## The exercise
How many lines in the entries of the data block below contain the string "container", counting case as significant? Reply with the number alone.

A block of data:
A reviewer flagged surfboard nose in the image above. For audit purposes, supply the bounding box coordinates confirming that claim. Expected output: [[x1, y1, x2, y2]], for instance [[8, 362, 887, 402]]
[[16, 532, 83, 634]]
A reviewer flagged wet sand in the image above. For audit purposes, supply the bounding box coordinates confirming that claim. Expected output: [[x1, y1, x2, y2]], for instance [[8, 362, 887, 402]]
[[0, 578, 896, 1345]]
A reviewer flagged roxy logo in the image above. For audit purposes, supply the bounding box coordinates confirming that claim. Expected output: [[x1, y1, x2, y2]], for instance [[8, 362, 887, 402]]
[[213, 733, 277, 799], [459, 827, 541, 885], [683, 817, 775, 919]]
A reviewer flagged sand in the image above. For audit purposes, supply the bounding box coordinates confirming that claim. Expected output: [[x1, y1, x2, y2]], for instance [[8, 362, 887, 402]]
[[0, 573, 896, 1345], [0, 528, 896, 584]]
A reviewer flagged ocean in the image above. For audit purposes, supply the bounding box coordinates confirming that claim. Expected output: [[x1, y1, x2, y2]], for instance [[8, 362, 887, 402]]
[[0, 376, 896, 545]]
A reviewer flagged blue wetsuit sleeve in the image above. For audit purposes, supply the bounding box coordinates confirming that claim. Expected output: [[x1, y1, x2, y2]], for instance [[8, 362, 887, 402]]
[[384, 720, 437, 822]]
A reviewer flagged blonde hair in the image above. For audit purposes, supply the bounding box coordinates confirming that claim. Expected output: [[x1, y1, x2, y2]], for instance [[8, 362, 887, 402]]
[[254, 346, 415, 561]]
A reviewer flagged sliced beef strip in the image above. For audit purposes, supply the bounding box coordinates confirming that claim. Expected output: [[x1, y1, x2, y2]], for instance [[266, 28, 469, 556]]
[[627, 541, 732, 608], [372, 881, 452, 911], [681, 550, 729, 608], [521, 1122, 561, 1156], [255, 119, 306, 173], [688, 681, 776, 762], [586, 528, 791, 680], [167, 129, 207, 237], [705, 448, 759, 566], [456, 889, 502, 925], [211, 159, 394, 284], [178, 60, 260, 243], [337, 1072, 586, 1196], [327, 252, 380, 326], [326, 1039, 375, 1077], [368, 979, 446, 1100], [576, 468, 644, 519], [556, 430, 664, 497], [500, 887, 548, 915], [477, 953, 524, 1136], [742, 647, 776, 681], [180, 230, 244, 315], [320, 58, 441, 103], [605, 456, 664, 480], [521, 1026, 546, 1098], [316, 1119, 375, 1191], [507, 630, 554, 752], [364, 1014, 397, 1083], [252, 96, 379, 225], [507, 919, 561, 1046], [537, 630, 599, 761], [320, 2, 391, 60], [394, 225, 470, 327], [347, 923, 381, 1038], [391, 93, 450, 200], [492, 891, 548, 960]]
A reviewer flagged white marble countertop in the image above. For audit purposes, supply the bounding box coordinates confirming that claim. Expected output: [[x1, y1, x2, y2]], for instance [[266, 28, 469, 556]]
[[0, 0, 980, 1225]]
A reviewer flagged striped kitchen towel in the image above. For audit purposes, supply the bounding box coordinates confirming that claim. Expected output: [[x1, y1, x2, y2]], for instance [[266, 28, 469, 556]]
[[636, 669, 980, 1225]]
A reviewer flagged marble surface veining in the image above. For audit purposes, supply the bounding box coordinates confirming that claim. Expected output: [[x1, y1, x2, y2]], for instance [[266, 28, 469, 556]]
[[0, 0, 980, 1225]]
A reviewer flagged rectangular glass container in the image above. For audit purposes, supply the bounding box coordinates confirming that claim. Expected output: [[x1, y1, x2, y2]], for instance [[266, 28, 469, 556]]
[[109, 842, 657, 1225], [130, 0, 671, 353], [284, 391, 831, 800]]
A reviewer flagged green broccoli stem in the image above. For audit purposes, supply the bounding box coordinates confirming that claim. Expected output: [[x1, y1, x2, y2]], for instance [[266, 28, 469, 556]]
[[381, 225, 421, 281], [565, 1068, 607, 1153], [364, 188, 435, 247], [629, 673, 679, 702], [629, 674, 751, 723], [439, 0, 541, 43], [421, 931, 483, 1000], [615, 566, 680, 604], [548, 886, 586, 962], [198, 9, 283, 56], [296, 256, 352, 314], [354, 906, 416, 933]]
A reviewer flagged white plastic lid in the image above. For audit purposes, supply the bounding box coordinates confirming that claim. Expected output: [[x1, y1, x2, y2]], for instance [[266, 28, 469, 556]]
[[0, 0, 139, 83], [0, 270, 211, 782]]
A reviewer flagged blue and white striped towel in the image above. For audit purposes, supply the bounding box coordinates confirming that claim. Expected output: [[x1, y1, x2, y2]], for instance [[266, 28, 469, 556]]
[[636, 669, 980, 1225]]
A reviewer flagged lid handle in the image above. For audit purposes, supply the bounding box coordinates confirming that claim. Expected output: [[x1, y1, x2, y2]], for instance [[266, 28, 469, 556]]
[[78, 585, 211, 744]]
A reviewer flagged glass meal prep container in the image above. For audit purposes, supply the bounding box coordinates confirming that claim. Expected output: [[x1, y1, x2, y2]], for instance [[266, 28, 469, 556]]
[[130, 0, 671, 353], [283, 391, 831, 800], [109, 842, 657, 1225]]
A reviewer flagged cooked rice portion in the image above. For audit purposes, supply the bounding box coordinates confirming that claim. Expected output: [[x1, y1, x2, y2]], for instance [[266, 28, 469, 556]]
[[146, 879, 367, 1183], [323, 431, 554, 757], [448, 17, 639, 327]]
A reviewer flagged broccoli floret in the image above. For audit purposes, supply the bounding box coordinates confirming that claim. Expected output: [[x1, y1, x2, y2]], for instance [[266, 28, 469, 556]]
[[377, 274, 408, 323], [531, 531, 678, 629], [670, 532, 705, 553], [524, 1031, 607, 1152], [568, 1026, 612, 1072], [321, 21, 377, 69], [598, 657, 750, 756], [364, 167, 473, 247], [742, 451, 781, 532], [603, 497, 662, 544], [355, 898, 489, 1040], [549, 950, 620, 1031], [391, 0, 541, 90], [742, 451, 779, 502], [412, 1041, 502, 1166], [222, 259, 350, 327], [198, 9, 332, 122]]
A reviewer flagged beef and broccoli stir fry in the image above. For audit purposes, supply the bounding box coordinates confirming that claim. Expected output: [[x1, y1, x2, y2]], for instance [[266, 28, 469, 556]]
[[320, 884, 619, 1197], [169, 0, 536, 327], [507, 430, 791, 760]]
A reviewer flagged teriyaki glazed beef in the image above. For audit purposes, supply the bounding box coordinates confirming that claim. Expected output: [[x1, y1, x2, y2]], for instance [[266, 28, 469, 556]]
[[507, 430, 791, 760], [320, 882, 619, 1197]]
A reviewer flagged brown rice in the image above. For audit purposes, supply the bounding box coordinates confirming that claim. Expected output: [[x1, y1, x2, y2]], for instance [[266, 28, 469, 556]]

## Answer to the problem
2